Python inserting variable string as file name

Question

I'm trying to create a file with a unique file name for every time my script runs. I am only intending to do this to every week or month. so I chose to use the date for the file name.

f = open('%s.csv', 'wb') %name

is where I'm getting this error.

Traceback (most recent call last):
File "C:\Users\User\workspace\new3\stjohnsinvoices\BabblevoiceInvoiceswpath.py", line 143,      in <module>
f = open('%s.csv', 'ab') %name
TypeError: unsupported operand type(s) for %: 'file' and 'str'

it works if I use a static filename, is there an issue with the open function, that means you can't pass a string like this?

name is a string and has values such as :

31/1/2013BVI

Many thanks for any help.

Answer 1

import hashlib

filename = file_for_download
with open(filename, "rb") as f:
    bytes = f.read()  # read entire file as bytes
    msg_hash = hashlib.sha256(bytes).hexdigest();
    print(f"MSG_HASH = {msg_hash}")

Answer 2

Very similar to peixe.

→ Given information
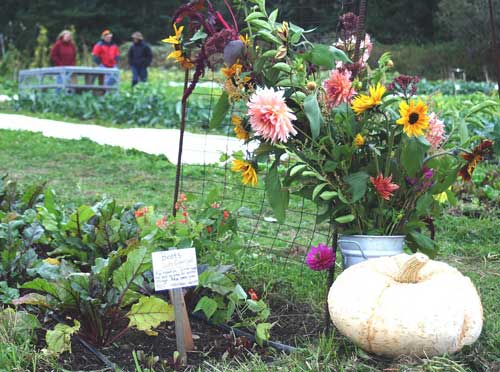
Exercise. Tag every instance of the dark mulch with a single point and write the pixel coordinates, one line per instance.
(294, 324)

→ Task goal
Could you continue the Python forum thread about using a variable string as a file name, starting right after its last sentence?

→ The result
You don't have to mention the number if the variables you add as parameters are in order of appearance

f = open('{}.csv'.format(name), 'wb')

Another option - the f-string formatting (ref):

f = open(f"{name}.csv", 'wb') 

Answer 3

Even better are f-strings in python 3!

f = open(f'{name}.csv', 'wb')

Answer 4

And with the new string formatting method...

f = open('{0}.csv'.format(name), 'wb')

Answer 5

You need to put % name straight after the string:

f = open('%s.csv' % name, 'wb')

The reason your code doesn't work is because you are trying to % a file, which isn't string formatting, and is also invalid.

Answer 6

you can do something like

filename = "%s.csv" % name
f = open(filename , 'wb')

or f = open('%s.csv' % name, 'wb')